Only posts from 2017 are returned.

For now, we've excluded scraping for the names of users and pages who have shared a post. Currently, the node for that request in Graph API is unreliable, so we may do it only once we've determined the top fake news posts.

Note that some cleaning is required for the desired formatted output. Here are the functions and the returned data before cleaning and formatting is implemented:

In [3]:
# helper function to catch HTTP Error 400 (Internal Error)
def request_until_succeed(url):
    success = False
    while not success:
        try:
            response = urllib.urlopen(url)
            
            if response.getcode() == 200:
                success = True
        except Exception as e:
            print(e)
            time.sleep(5)
            print('Error for URL %s: %s' % (url, datetime.datetime.now()))
        
    return response.read()


# returns information about posts on a page
def get_feed_data(page_id, access_token):
    # create url
    base = 'https://graph.facebook.com/v2.12'
    node = '/' + page_id + '/feed'
    params = '/?fields=name,created_time,message,reactions.type(LIKE).limit(0).summary(total_count).as(like),reactions.type(LOVE).limit(0).summary(total_count).as(love),reactions.type(WOW).limit(0).summary(total_count).as(wow),reactions.type(HAHA).limit(0).summary(total_count).as(haha),reactions.type(SAD).limit(0).summary(total_count).as(sad),reactions.type(ANGRY).limit(0).summary(total_count).as(angry),reactions.type(THANKFUL).limit(0).summary(total_count).as(thankful),reactions.limit(0).summary(total_count).as(total_reacts),comments.limit(0).summary(true),shares&access_token=%s' % (access_token)
    url = base + node + params
    
    # retrieve data
    feed_data = json.loads(request_until_succeed(url))
    data = []
    
    # keep paginating until all 2017 posts have been scraped
    # note: some posts from 2016 may be included as well
    while feed_data['data'][0]['created_time'][:4]!='2016':
        try:
            data += feed_data['data']
            feed_data = requests.get(feed_data['paging']['next']).json()

[Records from a point-labeling set]
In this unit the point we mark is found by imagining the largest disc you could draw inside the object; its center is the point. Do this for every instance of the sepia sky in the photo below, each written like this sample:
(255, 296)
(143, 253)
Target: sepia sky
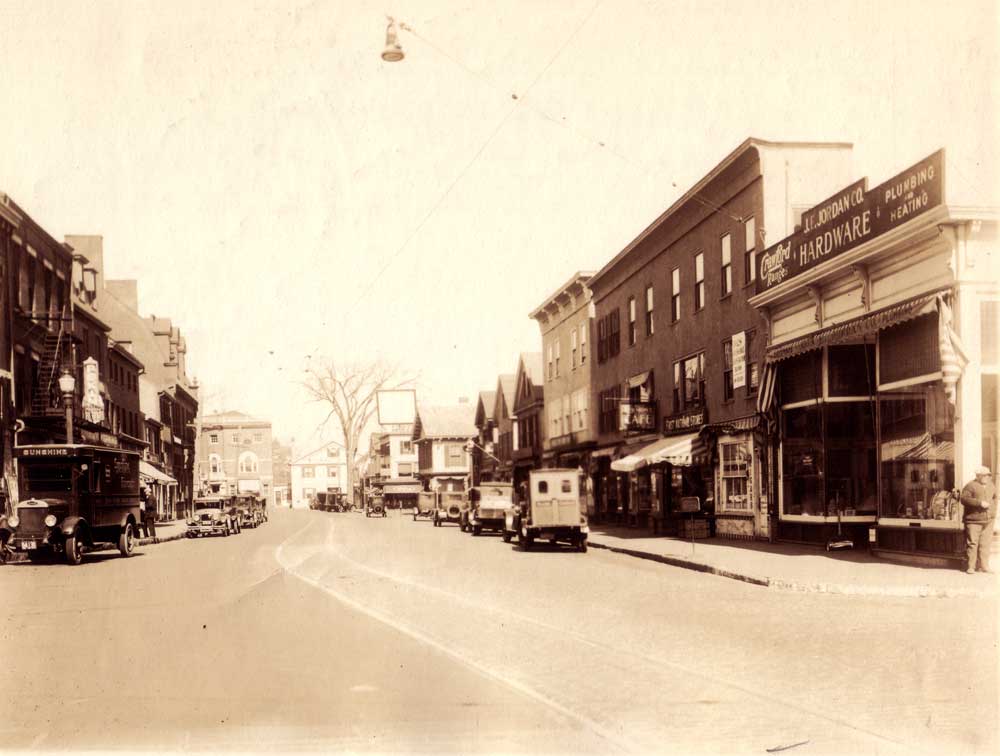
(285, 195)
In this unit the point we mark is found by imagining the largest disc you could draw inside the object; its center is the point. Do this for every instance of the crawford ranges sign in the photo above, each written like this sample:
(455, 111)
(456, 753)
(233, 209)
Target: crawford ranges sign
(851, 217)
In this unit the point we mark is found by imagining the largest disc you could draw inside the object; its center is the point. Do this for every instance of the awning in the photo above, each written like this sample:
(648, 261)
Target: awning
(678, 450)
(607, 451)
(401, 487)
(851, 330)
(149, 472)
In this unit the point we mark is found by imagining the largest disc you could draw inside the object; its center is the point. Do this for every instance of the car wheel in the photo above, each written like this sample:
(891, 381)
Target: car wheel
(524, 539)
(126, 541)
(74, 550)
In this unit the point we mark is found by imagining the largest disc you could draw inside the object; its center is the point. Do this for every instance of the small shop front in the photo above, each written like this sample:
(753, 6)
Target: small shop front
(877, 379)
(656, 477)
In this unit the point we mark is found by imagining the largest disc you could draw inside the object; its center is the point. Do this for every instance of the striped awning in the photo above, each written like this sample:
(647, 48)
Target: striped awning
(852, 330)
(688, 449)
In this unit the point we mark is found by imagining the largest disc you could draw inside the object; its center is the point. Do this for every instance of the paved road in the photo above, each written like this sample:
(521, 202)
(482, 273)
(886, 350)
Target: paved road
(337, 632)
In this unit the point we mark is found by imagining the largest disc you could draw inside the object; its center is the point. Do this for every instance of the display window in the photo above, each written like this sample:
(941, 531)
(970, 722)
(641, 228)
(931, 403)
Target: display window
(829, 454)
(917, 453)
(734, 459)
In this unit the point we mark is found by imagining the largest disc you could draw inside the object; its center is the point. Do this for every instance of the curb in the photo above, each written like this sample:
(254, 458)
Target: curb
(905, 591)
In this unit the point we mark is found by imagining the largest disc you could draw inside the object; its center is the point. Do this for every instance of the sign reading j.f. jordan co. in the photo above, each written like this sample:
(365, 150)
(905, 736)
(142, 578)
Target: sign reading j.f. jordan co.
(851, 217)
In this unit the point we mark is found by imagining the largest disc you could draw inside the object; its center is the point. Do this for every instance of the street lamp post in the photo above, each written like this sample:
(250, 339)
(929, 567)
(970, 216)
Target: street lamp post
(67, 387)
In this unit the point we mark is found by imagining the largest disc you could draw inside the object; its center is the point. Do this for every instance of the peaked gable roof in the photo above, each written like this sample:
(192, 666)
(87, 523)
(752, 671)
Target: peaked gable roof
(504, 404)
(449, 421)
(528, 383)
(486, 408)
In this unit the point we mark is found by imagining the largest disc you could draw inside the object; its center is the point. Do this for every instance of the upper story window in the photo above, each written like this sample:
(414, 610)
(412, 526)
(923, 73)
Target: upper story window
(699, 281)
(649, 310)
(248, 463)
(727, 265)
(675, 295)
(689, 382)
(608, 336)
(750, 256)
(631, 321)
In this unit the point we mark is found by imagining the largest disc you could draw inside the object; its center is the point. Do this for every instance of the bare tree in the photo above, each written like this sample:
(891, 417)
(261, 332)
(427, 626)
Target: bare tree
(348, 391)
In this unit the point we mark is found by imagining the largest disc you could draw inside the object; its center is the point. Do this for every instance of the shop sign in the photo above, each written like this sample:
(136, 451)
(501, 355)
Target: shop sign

==

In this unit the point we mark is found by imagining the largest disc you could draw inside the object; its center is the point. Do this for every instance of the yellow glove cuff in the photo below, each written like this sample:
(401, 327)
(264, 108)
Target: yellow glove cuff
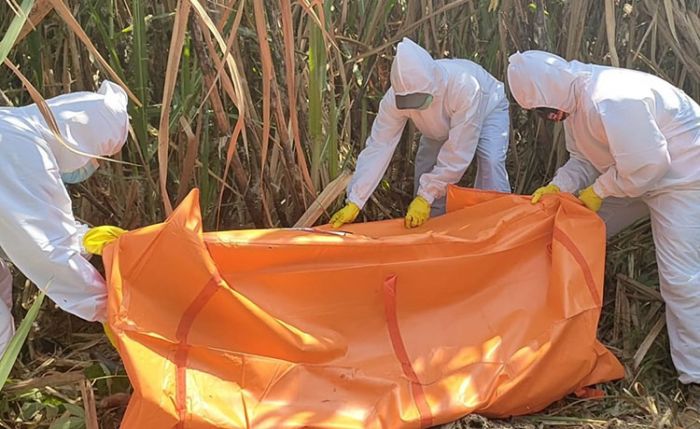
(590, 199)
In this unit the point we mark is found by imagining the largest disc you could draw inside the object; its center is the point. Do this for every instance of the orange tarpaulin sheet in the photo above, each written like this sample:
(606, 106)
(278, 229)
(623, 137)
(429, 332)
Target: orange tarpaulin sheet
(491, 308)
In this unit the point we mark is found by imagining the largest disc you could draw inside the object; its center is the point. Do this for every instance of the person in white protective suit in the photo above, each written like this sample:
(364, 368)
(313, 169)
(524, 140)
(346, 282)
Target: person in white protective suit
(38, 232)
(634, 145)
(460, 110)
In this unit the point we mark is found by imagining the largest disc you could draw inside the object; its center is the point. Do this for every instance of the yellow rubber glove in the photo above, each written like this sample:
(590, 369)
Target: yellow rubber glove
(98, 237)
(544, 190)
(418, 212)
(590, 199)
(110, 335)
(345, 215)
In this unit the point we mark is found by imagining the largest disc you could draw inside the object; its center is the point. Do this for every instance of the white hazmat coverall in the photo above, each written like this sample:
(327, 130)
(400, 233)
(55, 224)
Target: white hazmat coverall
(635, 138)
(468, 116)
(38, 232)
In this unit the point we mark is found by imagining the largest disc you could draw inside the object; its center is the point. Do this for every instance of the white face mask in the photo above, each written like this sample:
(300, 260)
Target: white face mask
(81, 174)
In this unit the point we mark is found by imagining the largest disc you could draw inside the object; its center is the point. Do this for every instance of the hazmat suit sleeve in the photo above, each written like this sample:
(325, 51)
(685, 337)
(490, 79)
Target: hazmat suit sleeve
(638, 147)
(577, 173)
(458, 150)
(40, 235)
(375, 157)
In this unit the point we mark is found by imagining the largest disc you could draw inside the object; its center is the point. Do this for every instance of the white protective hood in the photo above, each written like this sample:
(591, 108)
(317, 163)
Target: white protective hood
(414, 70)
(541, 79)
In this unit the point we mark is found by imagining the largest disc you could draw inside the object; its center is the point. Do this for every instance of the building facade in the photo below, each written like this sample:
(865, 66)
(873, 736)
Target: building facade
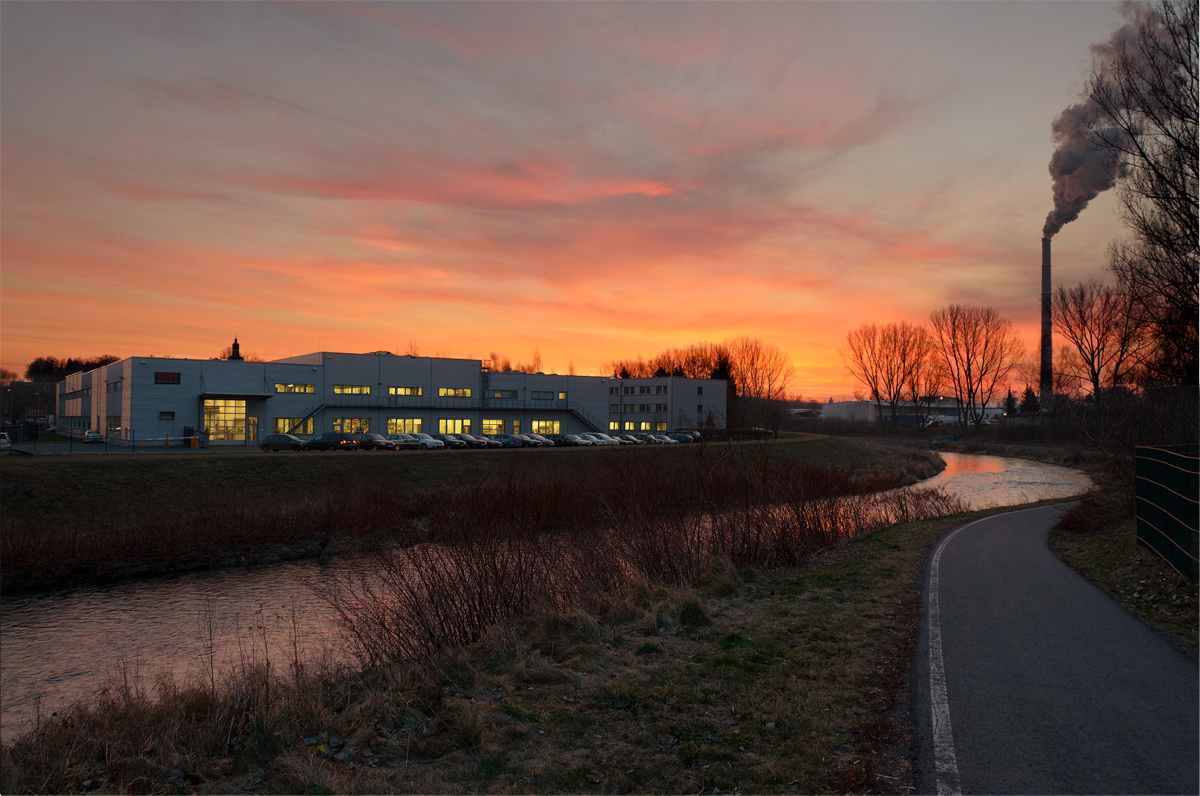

= REQUIREMENTS =
Reproduce the Graph API scraping text in its entirety, word for word. Work solely from the Graph API scraping text and leave the listing aside.

= ANSWER TO THIS EXERCISE =
Only posts from 2017 are returned.

For now, we've excluded scraping for the names of users and pages who have shared a post. Currently, the node for that request in Graph API is unreliable, so we may do it only once we've determined the top fake news posts.

Note that some cleaning is required for the desired formatted output. Here are the functions and the returned data before cleaning and formatting is implemented:

In [3]:
# helper function to catch HTTP Error 400 (Internal Error)
def request_until_succeed(url):
    success = False
    while not success:
        try:
            response = urllib.urlopen(url)
            
            if response.getcode() == 200:
                success = True
        except Exception as e:
            print(e)
            time.sleep(5)
            print('Error for URL %s: %s' % (url, datetime.datetime.now()))
        
    return response.read()


# returns information about posts on a page
def get_feed_data(page_id, access_token):
    # create url
    base = 'https://graph.facebook.com/v2.12'
    node = '/' + page_id + '/feed'
    params = '/?fields=name,created_time,message,reactions.type(LIKE).limit(0).summary(total_count).as(like),reactions.type(LOVE).limit(0).summary(total_count).as(love),reactions.type(WOW).limit(0).summary(total_count).as(wow),reactions.type(HAHA).limit(0).summary(total_count).as(haha),reactions.type(SAD).limit(0).summary(total_count).as(sad),reactions.type(ANGRY).limit(0).summary(total_count).as(angry),reactions.type(THANKFUL).limit(0).summary(total_count).as(thankful),reactions.limit(0).summary(total_count).as(total_reacts),comments.limit(0).summary(true),shares&access_token=%s' % (access_token)
    url = base + node + params
    
    # retrieve data
    feed_data = json.loads(request_until_succeed(url))
    data = []
    
    # keep paginating until all 2017 posts have been scraped
    # note: some posts from 2016 may be included as well
    while feed_data['data'][0]['created_time'][:4]!='2016':
        try:
            data += feed_data['data']
            feed_data = requests.get(feed_data['paging']['next']).json()